* [Records shown]:
----------------

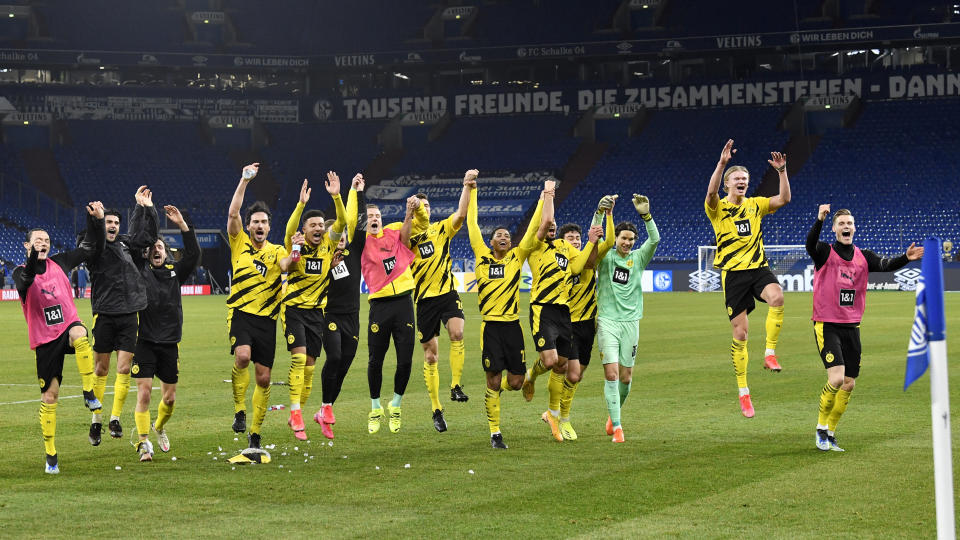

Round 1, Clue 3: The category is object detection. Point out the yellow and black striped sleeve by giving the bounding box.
[705,196,772,271]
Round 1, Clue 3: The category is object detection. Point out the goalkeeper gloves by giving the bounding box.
[632,194,651,221]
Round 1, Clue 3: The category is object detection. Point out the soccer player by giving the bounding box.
[519,180,600,442]
[227,163,289,450]
[465,170,542,448]
[807,204,922,451]
[593,194,660,442]
[15,202,104,473]
[314,174,367,440]
[361,195,428,434]
[704,139,791,417]
[129,205,200,462]
[408,175,471,430]
[279,173,346,441]
[87,186,159,444]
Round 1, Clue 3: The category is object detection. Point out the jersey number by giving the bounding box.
[734,219,751,237]
[418,241,435,259]
[383,256,397,275]
[305,259,324,275]
[253,259,268,278]
[554,253,569,271]
[613,267,630,285]
[839,289,855,307]
[43,304,64,326]
[488,264,505,280]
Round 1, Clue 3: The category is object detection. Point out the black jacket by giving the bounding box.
[135,227,201,344]
[324,190,366,315]
[14,213,104,300]
[88,204,158,315]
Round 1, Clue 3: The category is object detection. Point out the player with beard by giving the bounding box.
[705,140,791,418]
[15,202,104,473]
[129,205,200,461]
[520,180,602,442]
[313,174,367,440]
[226,163,289,450]
[807,205,922,451]
[361,196,428,434]
[86,186,159,445]
[279,173,346,441]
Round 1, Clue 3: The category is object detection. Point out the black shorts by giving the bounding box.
[92,312,138,354]
[369,293,416,347]
[283,305,324,358]
[571,319,597,366]
[324,311,360,349]
[132,340,179,384]
[721,267,780,319]
[481,320,527,375]
[529,303,575,359]
[416,290,465,343]
[813,321,862,378]
[229,308,278,369]
[35,321,84,393]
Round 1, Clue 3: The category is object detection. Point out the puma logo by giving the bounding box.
[40,286,57,298]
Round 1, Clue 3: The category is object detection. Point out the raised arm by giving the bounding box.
[324,171,347,243]
[863,244,923,273]
[536,179,556,241]
[54,202,105,270]
[767,151,791,211]
[517,195,545,256]
[636,218,660,269]
[596,195,618,260]
[285,179,310,252]
[344,174,364,239]
[706,139,735,210]
[166,205,201,284]
[450,169,477,232]
[807,204,832,269]
[464,174,486,256]
[128,186,159,249]
[577,225,603,271]
[228,163,259,238]
[400,196,420,248]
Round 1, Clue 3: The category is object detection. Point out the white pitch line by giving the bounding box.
[0,386,158,407]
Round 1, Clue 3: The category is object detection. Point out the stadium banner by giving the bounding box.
[0,22,956,69]
[682,261,960,292]
[162,230,221,249]
[384,173,548,186]
[36,94,299,123]
[376,199,535,219]
[371,176,544,200]
[0,285,210,301]
[324,69,960,121]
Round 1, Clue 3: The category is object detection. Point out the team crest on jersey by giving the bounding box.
[825,352,835,364]
[483,357,490,368]
[38,377,44,388]
[131,364,140,375]
[287,334,295,345]
[537,337,545,347]
[626,259,634,268]
[417,331,423,340]
[328,322,337,331]
[371,323,379,333]
[165,264,174,270]
[727,306,733,316]
[230,336,237,345]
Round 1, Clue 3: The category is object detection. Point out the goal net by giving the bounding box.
[694,245,807,292]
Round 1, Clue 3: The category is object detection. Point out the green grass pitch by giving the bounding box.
[0,292,958,538]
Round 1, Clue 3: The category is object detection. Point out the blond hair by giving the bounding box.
[832,208,852,225]
[723,165,749,183]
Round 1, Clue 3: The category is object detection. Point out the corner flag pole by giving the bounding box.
[924,238,954,540]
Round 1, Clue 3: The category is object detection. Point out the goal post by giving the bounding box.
[695,245,807,292]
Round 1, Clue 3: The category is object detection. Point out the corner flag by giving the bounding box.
[904,237,953,540]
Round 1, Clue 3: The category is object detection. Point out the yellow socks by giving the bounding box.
[93,374,107,414]
[484,387,501,434]
[73,336,95,392]
[288,353,306,407]
[765,305,784,351]
[500,376,513,392]
[817,382,840,426]
[40,402,57,456]
[827,389,852,431]
[251,384,270,434]
[559,378,579,419]
[232,364,249,413]
[156,401,174,431]
[424,361,441,411]
[449,340,465,388]
[301,364,316,406]
[135,409,150,438]
[111,372,131,418]
[731,338,748,389]
[547,371,563,413]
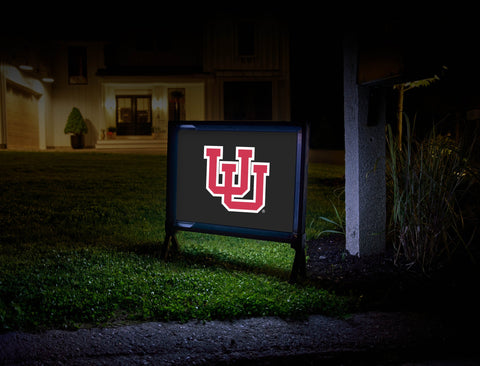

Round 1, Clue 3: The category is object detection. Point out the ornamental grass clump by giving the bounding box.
[386,117,478,273]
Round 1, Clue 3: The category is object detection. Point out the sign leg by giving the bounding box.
[289,236,306,283]
[161,230,179,259]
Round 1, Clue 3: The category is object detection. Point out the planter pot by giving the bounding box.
[70,134,85,149]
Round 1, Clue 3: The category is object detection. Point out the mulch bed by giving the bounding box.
[305,234,480,313]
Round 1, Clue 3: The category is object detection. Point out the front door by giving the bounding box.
[116,96,152,136]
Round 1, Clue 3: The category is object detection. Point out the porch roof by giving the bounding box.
[96,66,207,77]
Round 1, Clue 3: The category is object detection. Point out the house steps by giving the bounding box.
[95,136,167,153]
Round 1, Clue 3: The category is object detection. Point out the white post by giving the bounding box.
[343,33,386,256]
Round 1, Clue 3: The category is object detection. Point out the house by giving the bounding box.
[0,14,291,151]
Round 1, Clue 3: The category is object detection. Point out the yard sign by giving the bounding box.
[163,121,309,282]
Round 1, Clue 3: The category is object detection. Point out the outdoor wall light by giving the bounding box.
[104,96,115,110]
[152,97,163,110]
[17,61,54,83]
[18,64,34,71]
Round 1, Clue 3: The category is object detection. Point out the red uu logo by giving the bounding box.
[204,146,270,213]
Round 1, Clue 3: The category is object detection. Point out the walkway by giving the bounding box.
[1,312,479,365]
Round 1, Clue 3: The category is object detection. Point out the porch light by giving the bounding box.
[152,97,163,110]
[104,96,115,110]
[19,64,34,71]
[41,76,54,83]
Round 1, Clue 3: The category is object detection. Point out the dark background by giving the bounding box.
[175,128,298,233]
[3,6,479,149]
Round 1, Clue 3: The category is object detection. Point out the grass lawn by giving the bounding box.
[0,151,346,331]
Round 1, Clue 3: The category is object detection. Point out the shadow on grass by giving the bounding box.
[175,250,292,281]
[117,240,292,282]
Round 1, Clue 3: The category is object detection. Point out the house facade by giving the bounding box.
[0,15,290,151]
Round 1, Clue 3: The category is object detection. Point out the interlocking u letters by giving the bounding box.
[204,146,270,213]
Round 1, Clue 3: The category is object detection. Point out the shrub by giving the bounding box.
[386,116,478,273]
[64,107,88,135]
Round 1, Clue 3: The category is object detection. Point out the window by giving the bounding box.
[117,97,133,123]
[116,96,152,135]
[135,97,151,123]
[68,47,87,85]
[224,82,272,121]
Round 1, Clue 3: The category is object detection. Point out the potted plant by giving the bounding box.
[107,126,116,139]
[64,107,88,149]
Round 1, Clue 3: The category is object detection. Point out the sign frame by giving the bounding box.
[162,121,309,282]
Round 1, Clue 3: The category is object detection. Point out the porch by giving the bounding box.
[95,135,167,154]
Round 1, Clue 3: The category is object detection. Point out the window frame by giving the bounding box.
[115,95,152,124]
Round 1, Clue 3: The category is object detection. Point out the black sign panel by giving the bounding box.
[165,121,309,244]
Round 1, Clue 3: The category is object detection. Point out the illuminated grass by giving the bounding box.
[0,152,346,331]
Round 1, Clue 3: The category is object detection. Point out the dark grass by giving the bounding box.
[0,151,347,331]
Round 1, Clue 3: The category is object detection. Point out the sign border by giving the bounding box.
[163,121,309,282]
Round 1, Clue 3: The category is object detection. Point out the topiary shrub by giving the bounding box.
[64,107,88,136]
[64,107,88,149]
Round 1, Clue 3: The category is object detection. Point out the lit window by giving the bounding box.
[115,96,152,135]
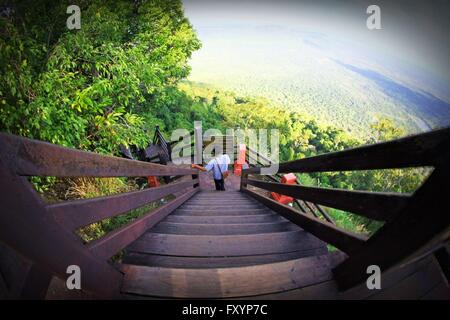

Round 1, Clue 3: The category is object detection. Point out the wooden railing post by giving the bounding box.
[192,174,199,188]
[241,172,248,190]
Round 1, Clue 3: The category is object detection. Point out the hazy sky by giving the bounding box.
[183,0,450,85]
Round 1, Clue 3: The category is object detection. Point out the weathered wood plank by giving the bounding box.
[244,178,409,221]
[127,230,325,257]
[240,279,339,300]
[164,214,283,224]
[245,126,450,173]
[87,188,199,260]
[150,221,299,235]
[173,208,270,216]
[338,254,432,299]
[193,193,249,200]
[240,252,345,300]
[433,247,450,284]
[242,188,368,255]
[0,133,196,177]
[120,254,334,298]
[186,199,261,205]
[122,248,328,268]
[48,180,197,230]
[180,204,265,210]
[0,242,32,298]
[368,257,444,299]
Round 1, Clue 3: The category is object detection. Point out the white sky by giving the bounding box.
[183,0,450,85]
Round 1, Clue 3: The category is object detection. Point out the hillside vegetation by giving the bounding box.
[0,0,429,236]
[188,26,450,138]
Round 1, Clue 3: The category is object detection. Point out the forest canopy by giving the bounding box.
[1,0,201,153]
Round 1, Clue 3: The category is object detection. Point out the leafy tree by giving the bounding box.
[1,0,200,153]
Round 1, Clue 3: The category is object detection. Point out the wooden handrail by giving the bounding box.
[0,133,196,177]
[245,126,450,174]
[0,133,199,298]
[48,179,198,230]
[241,126,450,290]
[242,188,368,254]
[243,178,409,222]
[87,187,199,260]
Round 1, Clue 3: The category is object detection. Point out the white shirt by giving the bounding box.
[204,154,231,180]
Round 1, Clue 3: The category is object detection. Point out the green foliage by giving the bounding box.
[1,0,200,154]
[46,176,168,244]
[77,201,160,243]
[1,1,429,238]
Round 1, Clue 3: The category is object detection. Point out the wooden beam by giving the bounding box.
[244,178,409,221]
[303,201,320,218]
[294,199,308,214]
[127,229,324,257]
[47,179,197,230]
[88,187,199,260]
[241,188,368,255]
[245,126,450,174]
[0,133,196,177]
[120,254,335,298]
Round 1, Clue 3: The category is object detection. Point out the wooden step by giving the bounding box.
[127,231,325,257]
[185,200,261,206]
[179,204,265,210]
[120,254,334,298]
[151,221,299,235]
[164,214,284,224]
[173,208,270,216]
[122,247,328,268]
[185,196,257,200]
[188,196,257,201]
[192,192,247,199]
[191,196,251,201]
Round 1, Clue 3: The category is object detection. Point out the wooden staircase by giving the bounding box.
[120,191,336,298]
[0,127,449,299]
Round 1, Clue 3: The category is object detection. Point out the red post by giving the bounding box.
[234,144,248,176]
[271,173,297,204]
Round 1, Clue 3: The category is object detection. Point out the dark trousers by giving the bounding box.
[214,178,225,191]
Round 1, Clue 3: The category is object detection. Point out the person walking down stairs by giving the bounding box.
[192,154,231,191]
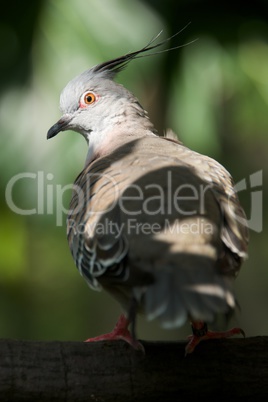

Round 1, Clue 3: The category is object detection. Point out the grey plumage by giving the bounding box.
[48,34,248,337]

----------------

* [Your instructions]:
In the records above, locate the line with "shirt by giving the bounding box."; output it and each line after it through the last one, exactly, omitting pictures.

* [Output for this task]:
Round 1, Clue 3: The category is object detection. Point out the white shirt by giving the bounding box.
[204,154,231,180]
Round 1, Clue 3: The category is object detection. Point out the green foliage by giving the bounding box.
[1,0,200,154]
[46,176,168,244]
[77,201,160,243]
[1,1,429,238]
Round 1, Clue 3: The category is object detection. Point out the wooden beam by giving the bounding box.
[244,178,409,221]
[303,201,320,218]
[294,199,308,214]
[127,229,324,257]
[47,179,197,230]
[88,187,199,260]
[241,188,368,255]
[245,126,450,174]
[0,133,196,177]
[120,254,335,298]
Round 1, Clue 3: The category is object detection. Point out the wooden step by giving the bounding box.
[127,231,325,257]
[185,200,261,206]
[179,204,265,210]
[120,254,334,298]
[151,221,299,235]
[164,214,284,224]
[173,208,270,216]
[122,247,328,268]
[185,196,257,200]
[188,196,257,201]
[192,192,247,199]
[191,196,251,201]
Round 1, Clue 3: The category is object detection. Point out the wooden staircase by giving the bounding box.
[120,191,336,298]
[0,127,449,299]
Round 1, Clue 3: The category is object detection. Point out the red post by giving the bounding box.
[234,144,248,176]
[271,173,297,204]
Round 1, Clue 3: The category is object detection. Point out the dark trousers by giving the bounding box.
[214,178,225,191]
Round 1, Clue 3: The category is object detection. Point out the person walking down stairs by giving the bounding box.
[192,154,231,191]

Round 1, Clue 3: The category is object detection. Point out the grey plumage by giving the bounding box.
[48,34,248,337]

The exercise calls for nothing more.